▸ Aim of the exercise
Select and copy every line in the lines below that contains the string "surface", treating uppercase and lowercase letters as different.

─── Supplied records ───

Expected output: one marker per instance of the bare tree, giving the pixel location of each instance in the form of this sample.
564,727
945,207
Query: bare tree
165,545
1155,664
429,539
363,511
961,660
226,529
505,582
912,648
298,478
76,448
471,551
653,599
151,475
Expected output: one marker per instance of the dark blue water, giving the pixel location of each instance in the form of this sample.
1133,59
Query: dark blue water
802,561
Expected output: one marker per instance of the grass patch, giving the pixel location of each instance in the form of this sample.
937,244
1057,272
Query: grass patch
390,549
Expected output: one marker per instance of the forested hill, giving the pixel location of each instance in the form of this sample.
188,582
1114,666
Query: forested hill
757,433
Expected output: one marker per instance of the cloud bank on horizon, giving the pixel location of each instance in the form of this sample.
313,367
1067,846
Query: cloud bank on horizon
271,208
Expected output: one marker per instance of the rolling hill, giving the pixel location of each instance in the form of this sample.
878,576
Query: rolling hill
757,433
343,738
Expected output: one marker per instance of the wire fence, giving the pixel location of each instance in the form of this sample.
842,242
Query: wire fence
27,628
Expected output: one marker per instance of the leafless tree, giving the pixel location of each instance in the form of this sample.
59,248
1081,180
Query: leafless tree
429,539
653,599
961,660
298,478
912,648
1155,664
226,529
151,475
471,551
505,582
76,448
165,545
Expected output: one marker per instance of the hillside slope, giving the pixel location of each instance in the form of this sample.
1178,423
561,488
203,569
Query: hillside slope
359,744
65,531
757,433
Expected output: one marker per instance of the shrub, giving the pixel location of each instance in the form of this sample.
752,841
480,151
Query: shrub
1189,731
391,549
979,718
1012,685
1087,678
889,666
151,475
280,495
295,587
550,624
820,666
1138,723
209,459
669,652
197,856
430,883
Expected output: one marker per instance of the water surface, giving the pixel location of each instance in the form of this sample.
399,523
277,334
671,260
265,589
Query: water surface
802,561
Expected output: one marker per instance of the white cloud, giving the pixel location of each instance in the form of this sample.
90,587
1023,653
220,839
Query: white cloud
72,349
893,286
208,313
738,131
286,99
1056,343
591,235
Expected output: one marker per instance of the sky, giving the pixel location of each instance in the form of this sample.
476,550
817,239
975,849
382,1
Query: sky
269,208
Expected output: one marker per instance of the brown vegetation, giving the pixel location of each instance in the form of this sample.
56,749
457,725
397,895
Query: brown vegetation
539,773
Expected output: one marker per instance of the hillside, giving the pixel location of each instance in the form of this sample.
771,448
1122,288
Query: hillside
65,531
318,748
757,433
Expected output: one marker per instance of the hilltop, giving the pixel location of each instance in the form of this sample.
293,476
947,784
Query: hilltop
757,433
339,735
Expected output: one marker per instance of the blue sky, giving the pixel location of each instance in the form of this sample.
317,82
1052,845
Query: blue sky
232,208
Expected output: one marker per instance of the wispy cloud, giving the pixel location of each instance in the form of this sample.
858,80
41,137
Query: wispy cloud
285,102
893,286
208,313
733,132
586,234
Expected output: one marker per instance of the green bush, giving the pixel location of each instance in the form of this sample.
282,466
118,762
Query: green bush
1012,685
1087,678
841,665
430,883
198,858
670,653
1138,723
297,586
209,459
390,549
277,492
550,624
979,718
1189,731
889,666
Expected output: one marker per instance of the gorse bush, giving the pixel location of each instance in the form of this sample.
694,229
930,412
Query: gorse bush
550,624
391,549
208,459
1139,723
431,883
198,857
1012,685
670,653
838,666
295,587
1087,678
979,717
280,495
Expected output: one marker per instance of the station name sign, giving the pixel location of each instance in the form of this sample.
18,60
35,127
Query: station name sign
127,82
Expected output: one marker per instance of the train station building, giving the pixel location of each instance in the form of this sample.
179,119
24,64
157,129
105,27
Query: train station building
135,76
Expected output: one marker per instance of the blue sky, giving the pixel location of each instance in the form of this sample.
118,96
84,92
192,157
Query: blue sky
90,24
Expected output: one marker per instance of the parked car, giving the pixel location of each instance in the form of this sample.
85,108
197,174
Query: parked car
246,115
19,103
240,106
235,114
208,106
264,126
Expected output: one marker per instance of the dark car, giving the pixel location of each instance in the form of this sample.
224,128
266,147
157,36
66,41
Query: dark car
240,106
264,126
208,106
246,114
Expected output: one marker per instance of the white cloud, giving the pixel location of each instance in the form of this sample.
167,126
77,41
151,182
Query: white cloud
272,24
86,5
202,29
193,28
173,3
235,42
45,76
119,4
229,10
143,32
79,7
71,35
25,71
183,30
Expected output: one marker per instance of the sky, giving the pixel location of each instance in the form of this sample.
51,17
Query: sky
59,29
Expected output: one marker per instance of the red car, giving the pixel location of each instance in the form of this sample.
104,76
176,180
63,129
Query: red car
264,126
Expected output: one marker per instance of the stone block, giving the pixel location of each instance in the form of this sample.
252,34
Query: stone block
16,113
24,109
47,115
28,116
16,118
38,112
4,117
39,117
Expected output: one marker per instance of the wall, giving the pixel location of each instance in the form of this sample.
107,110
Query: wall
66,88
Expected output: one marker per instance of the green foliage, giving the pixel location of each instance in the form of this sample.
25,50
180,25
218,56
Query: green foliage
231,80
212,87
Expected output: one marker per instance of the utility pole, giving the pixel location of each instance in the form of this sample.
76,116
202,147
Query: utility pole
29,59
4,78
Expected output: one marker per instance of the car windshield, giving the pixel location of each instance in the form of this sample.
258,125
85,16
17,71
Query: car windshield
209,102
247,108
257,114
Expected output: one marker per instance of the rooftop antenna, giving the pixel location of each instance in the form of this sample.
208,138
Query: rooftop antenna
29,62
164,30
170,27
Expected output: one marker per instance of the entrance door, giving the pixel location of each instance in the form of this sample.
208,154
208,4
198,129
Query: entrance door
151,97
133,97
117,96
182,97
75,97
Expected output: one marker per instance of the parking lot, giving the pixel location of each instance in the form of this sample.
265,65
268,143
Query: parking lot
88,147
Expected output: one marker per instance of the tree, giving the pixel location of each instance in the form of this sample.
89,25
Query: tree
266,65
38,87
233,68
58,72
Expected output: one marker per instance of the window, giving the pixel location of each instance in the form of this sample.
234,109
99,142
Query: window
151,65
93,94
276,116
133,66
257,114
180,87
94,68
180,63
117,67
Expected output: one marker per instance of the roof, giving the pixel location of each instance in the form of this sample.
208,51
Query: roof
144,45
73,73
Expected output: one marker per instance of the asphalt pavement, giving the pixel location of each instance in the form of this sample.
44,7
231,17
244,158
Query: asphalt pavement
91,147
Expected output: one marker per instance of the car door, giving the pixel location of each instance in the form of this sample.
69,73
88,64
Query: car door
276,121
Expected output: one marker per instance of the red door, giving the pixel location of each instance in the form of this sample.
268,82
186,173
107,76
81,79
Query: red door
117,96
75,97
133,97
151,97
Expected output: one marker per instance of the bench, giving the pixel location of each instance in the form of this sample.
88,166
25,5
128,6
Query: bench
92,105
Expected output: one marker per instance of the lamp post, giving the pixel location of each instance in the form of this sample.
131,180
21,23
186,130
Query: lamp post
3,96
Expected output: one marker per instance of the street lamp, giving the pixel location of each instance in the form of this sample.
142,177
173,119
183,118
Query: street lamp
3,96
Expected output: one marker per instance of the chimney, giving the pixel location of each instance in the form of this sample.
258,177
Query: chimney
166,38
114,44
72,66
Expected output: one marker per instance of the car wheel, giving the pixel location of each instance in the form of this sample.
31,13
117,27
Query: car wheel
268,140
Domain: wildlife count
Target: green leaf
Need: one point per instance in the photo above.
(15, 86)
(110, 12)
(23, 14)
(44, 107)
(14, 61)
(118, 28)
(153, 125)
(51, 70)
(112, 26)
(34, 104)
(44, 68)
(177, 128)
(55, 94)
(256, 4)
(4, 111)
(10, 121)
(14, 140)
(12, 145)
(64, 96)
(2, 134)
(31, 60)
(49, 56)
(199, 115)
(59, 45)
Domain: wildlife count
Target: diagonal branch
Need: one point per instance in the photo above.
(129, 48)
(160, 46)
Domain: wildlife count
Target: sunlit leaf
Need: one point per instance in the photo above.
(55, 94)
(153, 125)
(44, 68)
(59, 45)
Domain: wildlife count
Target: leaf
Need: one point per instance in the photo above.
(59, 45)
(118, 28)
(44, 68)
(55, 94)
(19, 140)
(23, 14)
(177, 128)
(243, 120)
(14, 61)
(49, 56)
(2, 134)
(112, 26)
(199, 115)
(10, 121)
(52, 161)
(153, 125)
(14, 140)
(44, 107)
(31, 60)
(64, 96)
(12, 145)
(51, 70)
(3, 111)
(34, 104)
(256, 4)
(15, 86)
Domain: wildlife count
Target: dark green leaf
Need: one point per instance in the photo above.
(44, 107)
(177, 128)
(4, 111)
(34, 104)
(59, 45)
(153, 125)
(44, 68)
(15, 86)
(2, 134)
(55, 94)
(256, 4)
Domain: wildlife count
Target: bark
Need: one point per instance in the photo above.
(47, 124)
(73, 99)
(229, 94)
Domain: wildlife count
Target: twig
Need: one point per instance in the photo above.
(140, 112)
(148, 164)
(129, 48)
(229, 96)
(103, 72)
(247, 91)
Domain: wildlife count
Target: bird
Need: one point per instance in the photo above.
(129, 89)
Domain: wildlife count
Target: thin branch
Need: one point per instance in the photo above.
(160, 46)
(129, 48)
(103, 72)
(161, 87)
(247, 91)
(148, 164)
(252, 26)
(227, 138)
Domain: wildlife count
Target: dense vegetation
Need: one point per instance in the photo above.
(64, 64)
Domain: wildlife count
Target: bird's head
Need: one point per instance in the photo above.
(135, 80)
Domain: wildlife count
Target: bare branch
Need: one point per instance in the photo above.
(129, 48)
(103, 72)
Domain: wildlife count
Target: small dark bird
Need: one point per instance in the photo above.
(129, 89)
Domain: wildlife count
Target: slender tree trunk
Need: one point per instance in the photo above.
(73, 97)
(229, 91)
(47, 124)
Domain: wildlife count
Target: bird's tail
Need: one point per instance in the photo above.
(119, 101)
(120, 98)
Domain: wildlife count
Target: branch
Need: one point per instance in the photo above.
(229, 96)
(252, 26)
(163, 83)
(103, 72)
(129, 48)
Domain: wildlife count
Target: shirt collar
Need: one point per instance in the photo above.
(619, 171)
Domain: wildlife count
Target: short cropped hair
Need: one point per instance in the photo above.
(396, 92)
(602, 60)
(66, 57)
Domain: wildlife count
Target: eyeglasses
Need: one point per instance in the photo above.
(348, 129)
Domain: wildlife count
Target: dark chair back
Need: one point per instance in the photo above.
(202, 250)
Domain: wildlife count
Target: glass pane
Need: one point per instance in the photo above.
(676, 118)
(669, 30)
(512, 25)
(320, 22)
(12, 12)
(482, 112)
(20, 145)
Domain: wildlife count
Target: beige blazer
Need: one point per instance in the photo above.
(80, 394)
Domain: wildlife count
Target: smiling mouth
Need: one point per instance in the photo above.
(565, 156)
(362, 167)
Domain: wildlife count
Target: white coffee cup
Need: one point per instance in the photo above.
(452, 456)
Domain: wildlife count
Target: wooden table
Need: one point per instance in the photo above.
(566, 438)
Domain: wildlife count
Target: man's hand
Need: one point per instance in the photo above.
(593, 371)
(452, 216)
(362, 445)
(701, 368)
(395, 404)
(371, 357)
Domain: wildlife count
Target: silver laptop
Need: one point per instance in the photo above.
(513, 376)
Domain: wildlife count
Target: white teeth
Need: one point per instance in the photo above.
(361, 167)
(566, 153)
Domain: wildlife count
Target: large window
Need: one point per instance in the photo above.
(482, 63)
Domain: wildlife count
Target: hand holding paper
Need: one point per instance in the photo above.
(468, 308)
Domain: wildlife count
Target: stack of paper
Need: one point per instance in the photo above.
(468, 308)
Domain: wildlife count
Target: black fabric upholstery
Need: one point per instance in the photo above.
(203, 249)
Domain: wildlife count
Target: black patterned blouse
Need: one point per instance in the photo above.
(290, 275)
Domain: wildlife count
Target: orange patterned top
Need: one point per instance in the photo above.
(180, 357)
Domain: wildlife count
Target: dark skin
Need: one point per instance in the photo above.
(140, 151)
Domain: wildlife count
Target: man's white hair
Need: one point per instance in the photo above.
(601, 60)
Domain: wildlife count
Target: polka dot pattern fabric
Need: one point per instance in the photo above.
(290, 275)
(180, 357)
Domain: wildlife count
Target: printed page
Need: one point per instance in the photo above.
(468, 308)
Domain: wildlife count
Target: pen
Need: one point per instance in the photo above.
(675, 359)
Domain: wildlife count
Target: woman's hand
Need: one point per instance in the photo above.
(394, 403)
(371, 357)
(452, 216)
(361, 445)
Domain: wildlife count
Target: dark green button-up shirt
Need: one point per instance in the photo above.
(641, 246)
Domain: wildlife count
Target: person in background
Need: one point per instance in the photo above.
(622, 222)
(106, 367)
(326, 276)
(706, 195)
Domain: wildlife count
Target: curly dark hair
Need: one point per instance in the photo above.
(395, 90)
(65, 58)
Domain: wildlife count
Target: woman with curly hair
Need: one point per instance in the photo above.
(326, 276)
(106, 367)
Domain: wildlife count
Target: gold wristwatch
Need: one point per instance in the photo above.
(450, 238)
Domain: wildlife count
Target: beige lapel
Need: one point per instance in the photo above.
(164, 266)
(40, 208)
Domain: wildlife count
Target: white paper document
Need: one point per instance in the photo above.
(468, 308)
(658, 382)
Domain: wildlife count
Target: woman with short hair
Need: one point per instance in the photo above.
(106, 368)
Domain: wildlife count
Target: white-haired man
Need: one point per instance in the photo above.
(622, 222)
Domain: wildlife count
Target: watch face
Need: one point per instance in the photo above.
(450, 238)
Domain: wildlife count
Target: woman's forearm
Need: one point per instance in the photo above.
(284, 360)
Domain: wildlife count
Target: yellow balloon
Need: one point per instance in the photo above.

───

▸ Full solution
Expected output: one marker per instance of the water surface, giving the pixel location of each instance in the form of this sample.
Query: water surface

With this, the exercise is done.